**WHAT IS NEEDED**:
Rewrite every line of the items below as a JSON list of strings, one string per line, skipping blank lines and omitting the pictures.

● ● ●

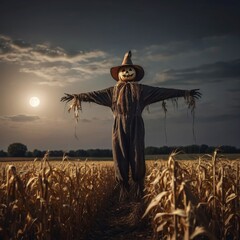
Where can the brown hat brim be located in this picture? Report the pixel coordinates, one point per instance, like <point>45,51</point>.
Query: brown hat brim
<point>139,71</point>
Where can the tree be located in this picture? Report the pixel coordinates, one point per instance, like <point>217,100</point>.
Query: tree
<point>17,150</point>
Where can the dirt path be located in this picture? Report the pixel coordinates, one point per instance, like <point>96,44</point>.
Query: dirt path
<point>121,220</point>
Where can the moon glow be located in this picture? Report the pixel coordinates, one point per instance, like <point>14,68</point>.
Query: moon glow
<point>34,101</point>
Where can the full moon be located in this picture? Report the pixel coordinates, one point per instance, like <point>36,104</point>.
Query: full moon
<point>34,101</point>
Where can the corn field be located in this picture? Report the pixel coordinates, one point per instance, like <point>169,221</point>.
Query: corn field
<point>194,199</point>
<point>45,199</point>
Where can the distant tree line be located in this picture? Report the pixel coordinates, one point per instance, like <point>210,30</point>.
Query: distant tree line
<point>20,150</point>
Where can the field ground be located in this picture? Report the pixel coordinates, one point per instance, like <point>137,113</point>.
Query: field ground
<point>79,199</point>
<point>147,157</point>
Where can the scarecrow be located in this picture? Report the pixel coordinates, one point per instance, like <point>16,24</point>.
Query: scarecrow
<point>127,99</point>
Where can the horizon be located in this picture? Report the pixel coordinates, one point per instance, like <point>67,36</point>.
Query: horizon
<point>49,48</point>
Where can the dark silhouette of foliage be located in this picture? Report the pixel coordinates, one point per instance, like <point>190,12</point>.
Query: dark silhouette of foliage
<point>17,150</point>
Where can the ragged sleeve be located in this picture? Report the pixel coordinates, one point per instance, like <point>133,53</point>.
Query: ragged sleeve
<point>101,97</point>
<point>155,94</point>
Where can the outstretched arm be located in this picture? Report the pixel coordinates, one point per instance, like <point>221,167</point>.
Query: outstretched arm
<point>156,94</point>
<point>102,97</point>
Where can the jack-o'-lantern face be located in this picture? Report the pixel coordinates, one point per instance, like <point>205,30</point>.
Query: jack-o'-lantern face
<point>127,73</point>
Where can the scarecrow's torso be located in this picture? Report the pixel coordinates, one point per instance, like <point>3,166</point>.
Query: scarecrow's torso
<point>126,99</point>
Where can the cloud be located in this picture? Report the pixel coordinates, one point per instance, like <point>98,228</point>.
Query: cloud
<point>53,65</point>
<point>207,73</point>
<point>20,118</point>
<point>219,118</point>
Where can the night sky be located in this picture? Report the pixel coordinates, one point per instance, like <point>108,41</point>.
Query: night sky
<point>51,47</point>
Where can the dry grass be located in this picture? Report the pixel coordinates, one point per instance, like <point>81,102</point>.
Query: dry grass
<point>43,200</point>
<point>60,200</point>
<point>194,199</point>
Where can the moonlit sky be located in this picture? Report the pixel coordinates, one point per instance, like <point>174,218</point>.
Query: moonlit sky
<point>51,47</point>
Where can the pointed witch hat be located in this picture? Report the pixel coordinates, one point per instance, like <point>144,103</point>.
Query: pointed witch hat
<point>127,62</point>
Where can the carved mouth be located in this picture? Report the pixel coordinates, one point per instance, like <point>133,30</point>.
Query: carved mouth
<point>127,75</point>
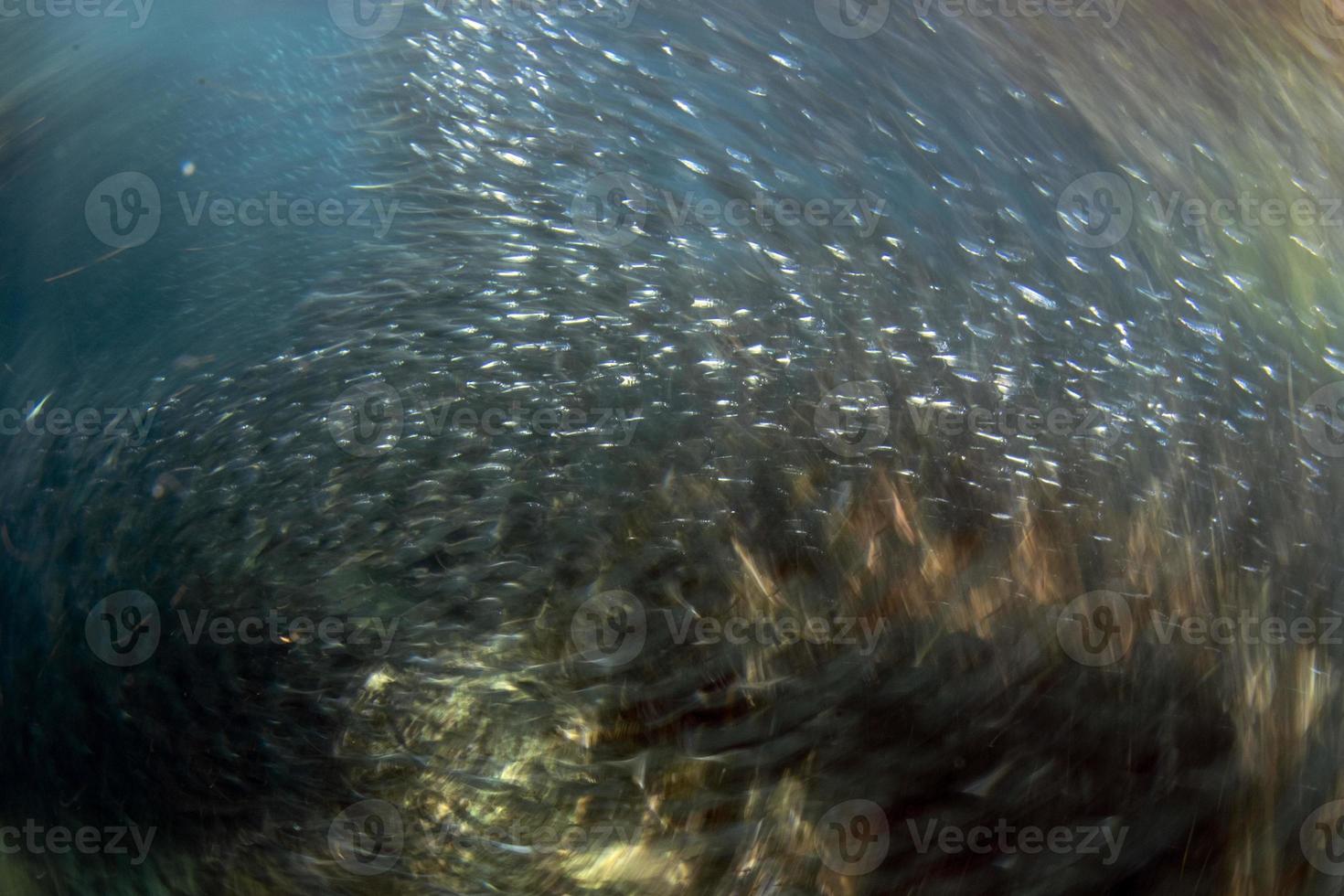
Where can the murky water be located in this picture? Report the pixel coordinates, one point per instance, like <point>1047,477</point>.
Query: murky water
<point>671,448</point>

● ● ●

**COMPLETED TASK**:
[
  "Where can the brown hat brim be located in this picture? Report the pixel coordinates, one point per instance, like <point>45,51</point>.",
  "Query: brown hat brim",
  "<point>139,71</point>",
  "Where can the tree be located in this picture? Report the pixel coordinates, one point per instance, like <point>217,100</point>.",
  "Query: tree",
  "<point>17,150</point>",
  "Where can the dirt path be located in this picture? Report the pixel coordinates, one point per instance, like <point>96,44</point>.",
  "Query: dirt path",
  "<point>121,220</point>",
  "Where can the moon glow be located in this picture? Report the pixel coordinates, one point per instance, like <point>14,68</point>.",
  "Query: moon glow",
  "<point>34,101</point>",
  "Where can the full moon be located in this picture? Report the pixel coordinates, one point per instance, like <point>36,104</point>.",
  "Query: full moon",
  "<point>34,101</point>",
  "Where can the corn field be located in this picture? Report the pixel coordinates, one point per instance, like <point>169,221</point>.",
  "Query: corn field",
  "<point>194,199</point>",
  "<point>45,199</point>",
  "Where can the distant tree line be located in this picture? Report the pixel coordinates, one point per instance, like <point>210,30</point>.",
  "Query: distant tree line",
  "<point>20,150</point>",
  "Where can the field ground be located in this picture? Report the pixel coordinates, one point per instance, like <point>137,113</point>.",
  "Query: field ground",
  "<point>79,199</point>",
  "<point>147,157</point>",
  "Where can the scarecrow be located in this picture? Report the pixel coordinates, one point per instance, like <point>16,24</point>.",
  "Query: scarecrow",
  "<point>127,99</point>",
  "Where can the horizon be located in this picture? Report the pixel coordinates, one point per instance, like <point>67,36</point>.",
  "Query: horizon",
  "<point>49,48</point>",
  "Where can the dark silhouette of foliage be located in this picture? Report the pixel coordinates, one point per instance, like <point>190,12</point>.",
  "Query: dark silhouette of foliage",
  "<point>17,150</point>",
  "Where can the ragged sleeve be located in this picture? Report the pixel coordinates, one point per instance, like <point>133,53</point>.",
  "Query: ragged sleeve",
  "<point>101,97</point>",
  "<point>155,94</point>",
  "Where can the outstretched arm be located in this picture? Report the pixel coordinates, one point per instance, like <point>221,167</point>.",
  "Query: outstretched arm",
  "<point>156,94</point>",
  "<point>102,97</point>",
  "Where can the jack-o'-lantern face be located in this picture? Report the pixel coordinates, one point per instance, like <point>205,30</point>.",
  "Query: jack-o'-lantern face",
  "<point>127,73</point>",
  "Where can the scarecrow's torso be located in this picture? Report the pixel coordinates, one point per instance, like <point>3,166</point>.",
  "Query: scarecrow's torso",
  "<point>126,99</point>",
  "Where can the cloud be located in this picture? Report the pixel coordinates, one point per instance, like <point>98,228</point>.",
  "Query: cloud",
  "<point>53,65</point>",
  "<point>207,73</point>",
  "<point>20,118</point>",
  "<point>219,118</point>",
  "Where can the night sky be located in this picture? Report the pixel coordinates, one point per instance, like <point>108,41</point>.",
  "Query: night sky",
  "<point>51,47</point>",
  "Where can the dry grass be located in this picture? Report the pixel coordinates, one point per instance, like <point>81,102</point>.",
  "Query: dry grass",
  "<point>43,200</point>",
  "<point>60,200</point>",
  "<point>194,199</point>",
  "Where can the moonlit sky be located in this picture? Report the pixel coordinates, one point per instance, like <point>174,218</point>.",
  "Query: moonlit sky",
  "<point>51,47</point>",
  "Where can the pointed witch hat be located in this picture? Report the pixel coordinates, one point per instance, like <point>144,103</point>.",
  "Query: pointed witch hat",
  "<point>127,62</point>",
  "Where can the carved mouth be located in this picture? Report the pixel coordinates, one point per instance, like <point>133,30</point>.",
  "Query: carved mouth",
  "<point>127,75</point>",
  "Where can the murky water be located in this picture? Report the pixel coordinates, one point per instance, like <point>1047,477</point>.",
  "Query: murky water",
  "<point>671,448</point>"
]